WHAT IS EXPECTED
Rewrite all the rows below as a numbered list, leaving out the blank lines.

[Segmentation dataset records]
------------------------------

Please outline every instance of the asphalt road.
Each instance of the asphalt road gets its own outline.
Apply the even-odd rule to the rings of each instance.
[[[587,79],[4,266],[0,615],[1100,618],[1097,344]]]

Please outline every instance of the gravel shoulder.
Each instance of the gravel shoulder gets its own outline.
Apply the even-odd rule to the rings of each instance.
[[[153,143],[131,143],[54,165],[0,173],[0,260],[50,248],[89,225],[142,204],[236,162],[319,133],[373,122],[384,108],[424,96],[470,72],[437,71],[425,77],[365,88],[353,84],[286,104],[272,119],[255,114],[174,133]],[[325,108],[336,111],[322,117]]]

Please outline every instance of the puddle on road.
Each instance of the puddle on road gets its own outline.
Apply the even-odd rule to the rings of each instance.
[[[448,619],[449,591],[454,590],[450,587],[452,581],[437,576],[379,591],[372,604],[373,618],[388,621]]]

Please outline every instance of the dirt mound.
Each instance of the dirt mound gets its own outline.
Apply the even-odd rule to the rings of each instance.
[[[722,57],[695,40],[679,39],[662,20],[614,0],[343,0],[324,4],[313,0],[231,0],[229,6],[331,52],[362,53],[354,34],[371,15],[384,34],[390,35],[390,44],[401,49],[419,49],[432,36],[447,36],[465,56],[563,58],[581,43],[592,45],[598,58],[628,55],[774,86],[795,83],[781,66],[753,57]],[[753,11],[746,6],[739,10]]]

------------------------------

OUTPUT FOR THIS EXERCISE
1. Please outline every instance of the asphalt road.
2. Each instance of the asphalt road gets its own outline.
3. Apply the even-odd rule to the rings of each instance.
4. [[[587,79],[4,266],[0,615],[1100,618],[1097,344]]]
5. Please outline every instance of the gravel shoulder.
6. Each instance of the gravel shoulder gets its own outline.
7. Apply the even-odd rule to the rings of each instance.
8. [[[153,143],[131,143],[54,165],[0,173],[0,260],[50,248],[89,225],[142,204],[236,162],[319,133],[373,122],[384,108],[424,96],[470,72],[437,71],[425,77],[365,88],[353,84],[286,104],[272,119],[255,114],[174,133]],[[325,108],[336,111],[322,117]]]
9. Please outline every instance of the puddle on road.
10. Each instance of the puddle on road gets its own outline.
11. Apply the even-odd rule to the rings of each instance.
12. [[[448,619],[449,591],[454,590],[450,587],[452,581],[437,576],[379,591],[372,604],[373,618],[388,621]]]
13. Please outline every instance of the dirt mound.
14. Each instance of the dirt mound gets its own outline.
15. Apply the even-odd rule to the rings of each instance.
16. [[[722,57],[695,40],[679,39],[662,20],[614,0],[343,0],[324,4],[313,0],[231,0],[229,6],[331,52],[362,53],[354,34],[371,15],[384,34],[390,35],[390,44],[401,49],[419,49],[432,36],[447,36],[465,56],[563,58],[581,43],[592,45],[598,58],[628,55],[774,86],[795,83],[781,66],[753,57]],[[753,11],[746,6],[739,10]]]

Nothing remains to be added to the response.